#### [The exercise]
Reproduce the data below, changing every occurrence of "Please indicate" to "Please mark" and leaving all other text unaltered.

[Excerpts from point annotation data]

<<<<

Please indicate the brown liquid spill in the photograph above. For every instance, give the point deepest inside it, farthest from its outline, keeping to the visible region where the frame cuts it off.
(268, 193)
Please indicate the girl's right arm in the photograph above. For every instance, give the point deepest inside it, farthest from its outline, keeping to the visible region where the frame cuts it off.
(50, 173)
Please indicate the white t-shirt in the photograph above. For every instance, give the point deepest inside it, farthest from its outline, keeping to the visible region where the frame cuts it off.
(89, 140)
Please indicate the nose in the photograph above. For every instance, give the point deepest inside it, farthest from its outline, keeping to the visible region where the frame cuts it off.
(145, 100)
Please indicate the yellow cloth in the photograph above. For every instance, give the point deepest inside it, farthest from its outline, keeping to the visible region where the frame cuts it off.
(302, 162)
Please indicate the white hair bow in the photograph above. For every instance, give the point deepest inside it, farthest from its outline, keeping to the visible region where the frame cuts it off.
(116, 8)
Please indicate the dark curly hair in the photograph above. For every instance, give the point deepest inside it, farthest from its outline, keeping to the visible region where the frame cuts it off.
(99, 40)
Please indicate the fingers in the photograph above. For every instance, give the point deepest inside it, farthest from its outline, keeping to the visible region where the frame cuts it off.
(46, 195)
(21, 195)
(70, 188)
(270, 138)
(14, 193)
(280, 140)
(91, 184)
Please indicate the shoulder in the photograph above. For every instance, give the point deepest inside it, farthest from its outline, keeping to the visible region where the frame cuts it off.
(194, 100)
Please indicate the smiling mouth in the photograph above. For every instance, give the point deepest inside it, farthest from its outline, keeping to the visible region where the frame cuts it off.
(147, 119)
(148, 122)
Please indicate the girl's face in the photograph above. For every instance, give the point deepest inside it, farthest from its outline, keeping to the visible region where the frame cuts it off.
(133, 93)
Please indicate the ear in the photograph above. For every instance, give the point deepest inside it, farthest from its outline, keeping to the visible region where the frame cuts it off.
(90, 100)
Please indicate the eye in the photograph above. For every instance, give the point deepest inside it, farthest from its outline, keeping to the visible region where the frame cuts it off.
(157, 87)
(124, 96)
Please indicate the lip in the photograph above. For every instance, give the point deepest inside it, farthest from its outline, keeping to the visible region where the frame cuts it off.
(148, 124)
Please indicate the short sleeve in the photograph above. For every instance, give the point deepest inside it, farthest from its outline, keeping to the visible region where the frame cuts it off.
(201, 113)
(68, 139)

>>>>

#### [Written solution]
Please mark the brown liquid spill in the photograph above. For every instance, give the point deepest inside it, farthest from its outline, keeping to the visible region where the frame cuts it off.
(268, 193)
Please mark the girl's right arm in the photograph above. For every instance, give the point deepest inside it, farthest from its outline, keeping to the visible region where the frame cuts it off.
(50, 173)
Please mark the white t-shirt in the photograph above. For every instance, give the point deepest inside it, farthest from its outline, keeping to the visible region where the frame cuts it off.
(89, 140)
Please mark the nose in the photograph above. For every instance, give the point deepest inside it, farthest from its outline, keeping to the visible region where the frame cuts it off.
(145, 100)
Please mark the yellow cloth in the photograph above. For every instance, give the point deepest inside it, farthest from its outline, keeping to the visible region where the frame cuts it off.
(302, 162)
Please mark the white hair bow in the photograph above. For every instance, give the point deepest inside it, farthest from its outline, keeping to the visible region where the frame cuts it off.
(116, 8)
Please mark the dark curly hair in the photograph above. For every instance, give the point deepest inside it, farthest from its outline, keeping to the visible region where the frame cuts it off.
(99, 40)
Please mark the fingers in the photograph above. For every instance, give the point deepest inside it, farthest from its outline, keeping to the visible region where the frame cuts it off.
(46, 195)
(21, 195)
(70, 188)
(270, 138)
(14, 193)
(280, 140)
(91, 184)
Please mark the shoulder in the photograph above. For every instance, give the point deepest inside it, farthest from its outline, keeping to the visible region where the frame cuts it off.
(194, 100)
Please mark the smiling mouth in the photograph above. For every instance, give the point deepest inside it, farthest from its outline, keeping to the visible region where the frame cuts it off.
(147, 119)
(148, 122)
Please mark the girl's face in the photograph above. For every instance, give the point deepest inside it, farthest from its outline, keeping to the visible region where the frame cuts it off.
(133, 93)
Please mark the ear in the photograph above. For every instance, give the point deepest inside it, farthest from its outline, keeping to the visible region where the frame cuts it off.
(90, 100)
Please mark the eye in the photograph above. For every instance, give the point deepest inside it, farthest from its outline, keeping to the visible region where the frame cuts it off.
(157, 87)
(124, 96)
Please mark the lip in the photograph above. For every instance, give the point deepest inside it, farthest from its outline, keeping to the visible region where the frame cuts it off.
(148, 124)
Please mark the short sleeve in the photograph above. For every instance, give the point deepest inside it, farthest from its outline, keeping to the visible region where the frame cuts it off.
(201, 113)
(68, 139)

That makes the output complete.